* Prompt *
Rewrite the lines from the start through the line containing "[[389, 371, 729, 483]]" as a two-column CSV with the columns text and answer. Give one row per answer: the text before that answer goes in one quoted field and the answer in another, with line breaks turned into spaces.

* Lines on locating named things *
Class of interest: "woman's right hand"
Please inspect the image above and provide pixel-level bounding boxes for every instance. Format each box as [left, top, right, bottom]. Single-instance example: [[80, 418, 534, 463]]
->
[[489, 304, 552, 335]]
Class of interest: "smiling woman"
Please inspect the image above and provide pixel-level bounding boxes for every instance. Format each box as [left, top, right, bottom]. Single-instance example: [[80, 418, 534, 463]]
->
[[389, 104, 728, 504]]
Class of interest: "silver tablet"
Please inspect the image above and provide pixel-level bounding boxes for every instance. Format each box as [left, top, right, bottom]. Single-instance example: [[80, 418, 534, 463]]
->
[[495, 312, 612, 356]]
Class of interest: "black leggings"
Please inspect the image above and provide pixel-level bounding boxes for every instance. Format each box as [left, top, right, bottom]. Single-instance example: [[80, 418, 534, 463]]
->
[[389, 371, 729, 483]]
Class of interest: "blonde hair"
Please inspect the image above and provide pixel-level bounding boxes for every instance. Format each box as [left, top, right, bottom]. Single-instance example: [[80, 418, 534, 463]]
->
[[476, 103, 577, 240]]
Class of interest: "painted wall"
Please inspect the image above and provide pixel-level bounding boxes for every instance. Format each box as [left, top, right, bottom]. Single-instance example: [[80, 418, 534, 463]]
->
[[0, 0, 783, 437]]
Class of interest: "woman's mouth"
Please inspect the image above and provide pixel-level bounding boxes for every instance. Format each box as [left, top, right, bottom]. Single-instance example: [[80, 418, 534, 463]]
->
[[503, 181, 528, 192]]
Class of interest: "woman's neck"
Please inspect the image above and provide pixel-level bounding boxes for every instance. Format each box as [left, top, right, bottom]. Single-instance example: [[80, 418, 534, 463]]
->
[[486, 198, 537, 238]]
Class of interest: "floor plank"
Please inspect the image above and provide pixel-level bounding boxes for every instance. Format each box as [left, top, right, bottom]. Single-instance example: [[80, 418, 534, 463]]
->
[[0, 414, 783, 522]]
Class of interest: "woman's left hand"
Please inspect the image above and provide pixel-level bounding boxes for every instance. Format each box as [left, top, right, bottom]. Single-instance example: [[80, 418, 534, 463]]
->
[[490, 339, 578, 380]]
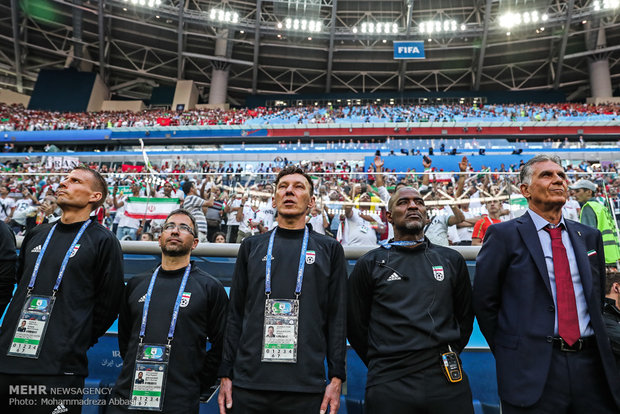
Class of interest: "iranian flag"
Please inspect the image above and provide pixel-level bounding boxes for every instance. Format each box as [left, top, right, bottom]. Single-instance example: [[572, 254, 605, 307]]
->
[[125, 197, 181, 220]]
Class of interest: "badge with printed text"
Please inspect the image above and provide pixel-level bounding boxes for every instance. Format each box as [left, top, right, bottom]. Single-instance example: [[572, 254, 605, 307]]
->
[[261, 299, 299, 363], [7, 295, 56, 359], [433, 266, 444, 282], [129, 344, 170, 411], [181, 292, 192, 308]]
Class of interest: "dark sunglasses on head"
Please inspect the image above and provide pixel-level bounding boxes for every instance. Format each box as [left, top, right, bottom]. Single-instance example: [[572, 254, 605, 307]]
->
[[162, 223, 196, 237]]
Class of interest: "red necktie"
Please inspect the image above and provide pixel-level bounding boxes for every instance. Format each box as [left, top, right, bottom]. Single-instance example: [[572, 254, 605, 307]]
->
[[545, 227, 581, 345]]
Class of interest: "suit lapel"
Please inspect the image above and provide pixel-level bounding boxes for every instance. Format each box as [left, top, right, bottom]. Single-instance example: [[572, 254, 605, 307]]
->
[[564, 220, 592, 300], [517, 213, 552, 295]]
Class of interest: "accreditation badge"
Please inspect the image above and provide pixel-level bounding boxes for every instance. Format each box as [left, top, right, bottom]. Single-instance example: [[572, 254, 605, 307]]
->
[[7, 294, 56, 359], [129, 344, 170, 411], [261, 299, 299, 364]]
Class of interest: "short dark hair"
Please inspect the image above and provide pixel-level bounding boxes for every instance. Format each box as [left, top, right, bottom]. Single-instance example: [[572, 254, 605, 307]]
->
[[181, 180, 194, 195], [605, 268, 620, 295], [73, 165, 108, 210], [276, 165, 314, 197], [164, 208, 198, 237]]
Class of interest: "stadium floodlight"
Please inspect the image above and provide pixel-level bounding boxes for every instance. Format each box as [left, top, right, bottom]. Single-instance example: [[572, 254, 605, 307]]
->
[[351, 22, 398, 35], [603, 0, 620, 10], [208, 7, 239, 24], [499, 10, 544, 29], [418, 20, 466, 34], [125, 0, 161, 8], [277, 17, 323, 33]]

* Output of the exercise *
text,answer
"Class of interest: ""woman's right hand"" Please inspect the image above and provide pixel-level bounding boxes for every instance. Format each box as [left, top, right, bottom]. Single-instance example: [[80, 418, 534, 463]] ->","[[489, 304, 552, 335]]"
"Class of interest: ""smiling woman"" Please inspect the image above and provide pixel-level bounding boxes for every instance. Format each box as [left, top, right, bottom]. Single-instance example: [[80, 418, 534, 463]] ->","[[389, 104, 728, 504]]"
"Class of interest: ""silver tablet"" Please inspect the image above and provide pixel-level bounding boxes for every instance. Format each box as [left, top, right, bottom]. Single-instance example: [[80, 418, 534, 463]] ->","[[495, 312, 612, 356]]"
"Class of interest: ""black leggings"" Please inspect the image above and provide pixel-level bounding boxes for every instance. Format each box as [left, top, right, bottom]. Single-instance example: [[80, 418, 534, 463]] ->","[[389, 371, 729, 483]]"